TEXTAUSZUG:
┄┄┄┄┄┄

Als im Februar 1509 die Nachricht in Augsburg eintraf, dass Melchior von Meckau in Rom im Sterben läge, war die Aufregung bei den Fuggern groß. Sollte ein Erbe die Auszahlung fordern, würde ein derart großer Kapitalabfluß den Bankrott der Firma bedeuten. Die Hoffnung, die Einlage würde sich, zumindest vorübergehend, verheimlichen lassen, erfüllte sich leider nicht: In den Ärmeln von Meckaus fanden sich die Einzahlungsbelege seines Kapitals. Kurz vor seinem Tod hatte von Meckau in einem Testament das Deutsche Nationalhospiz Sankt Anima in Rom als Universalerben eingesetzt, allerdings in Anbetracht der Höhe der Erbschaft bestimmte Papst Julius II., daß das Hospiz eine solchen Betrag unmöglich erben könne und das Geld an die katholische Kirche, also an den Vatikan zu fallen habe.
Nun war guter Rat teuer. Der Papst würde sich nicht so leicht wie irgendwelche Ordensbrüder übervorteilen oder hinhalten lassen. Also zündete Jakob Fugger erst einmal Nebelkerzen: Es gäbe weitere Testamente und Erbansprüche, die geklärt werden müssten. Gleichzeitig aktivierte er seine Beziehungen zum Habsburger Kaiser Maximilian. Dieser, um seine scheinbar unerschöpfliche Augsburger Kreditquelle fürchtend, untersagte wegen der unklaren Sachlage jegliche Auszahlung, und überhaupt wäre der Brixener Bischof ein Fürst des Heiligen Römischen Reichs, und dieses, sprich er, wäre der rechtmäßige Erbe. Mittlerweile war auf unerklärliche Weise das Originaltestament spurlos verschwunden und in der einzig verfügbaren Abschrift war plötzlich von ganz anderen Summen die Rede. Papst Julius ahnte, daß es wohl sehr kompliziert werden würde, von den Fuggern das Geld loszueisen, verzichtete gegen eine Zahlung von gut 36 000 Gulden (Schwarzgeld, ohne Quittung, zur persönlichen Verfügung) auf einen Großteil des Erbes und trat den Rest von vielleicht 100 000 Gulden an den Kaiser ab.

┄┄┄┄┄┄

GESPEICHERTE DATEN:
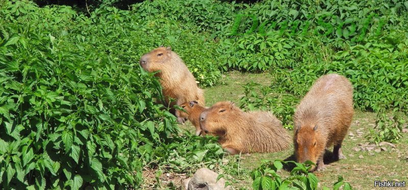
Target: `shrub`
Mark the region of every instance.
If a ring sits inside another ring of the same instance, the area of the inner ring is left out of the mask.
[[[284,167],[283,164],[294,164],[296,166],[292,169],[290,175],[285,179],[277,173]],[[306,164],[311,166],[306,166]],[[319,180],[309,170],[315,164],[308,161],[305,164],[297,163],[294,161],[283,161],[275,160],[273,162],[263,161],[261,165],[251,173],[253,182],[252,186],[254,189],[317,189]],[[338,180],[334,185],[334,189],[339,189],[343,186],[343,189],[351,189],[351,186],[343,181],[343,177],[339,177]],[[323,187],[323,189],[328,189]]]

┄┄┄┄┄┄

ZU ERLEDIGEN:
(a) Schreiben Sie aus dem Textauszug den Teil ab, der mit den Worten „Als im Februar“ beginnt und mit „zu fallen habe.“ endet.
(b) Wen setzte Melchior von Meckau laut dem Textauszug in seinem Testament als Universalerben ein?
Stützen Sie sich ausschließlich auf den Textauszug.

ANTWORTEN:
(a)
Als im Februar 1509 die Nachricht in Augsburg eintraf, dass Melchior von Meckau in Rom im Sterben läge, war die Aufregung bei den Fuggern groß. Sollte ein Erbe die Auszahlung fordern, würde ein derart großer Kapitalabfluß den Bankrott der Firma bedeuten. Die Hoffnung, die Einlage würde sich, zumindest vorübergehend, verheimlichen lassen, erfüllte sich leider nicht: In den Ärmeln von Meckaus fanden sich die Einzahlungsbelege seines Kapitals. Kurz vor seinem Tod hatte von Meckau in einem Testament das Deutsche Nationalhospiz Sankt Anima in Rom als Universalerben eingesetzt, allerdings in Anbetracht der Höhe der Erbschaft bestimmte Papst Julius II., daß das Hospiz eine solchen Betrag unmöglich erben könne und das Geld an die katholische Kirche, also an den Vatikan zu fallen habe.

(b) Das Deutsche Nationalhospiz Sankt Anima in Rom.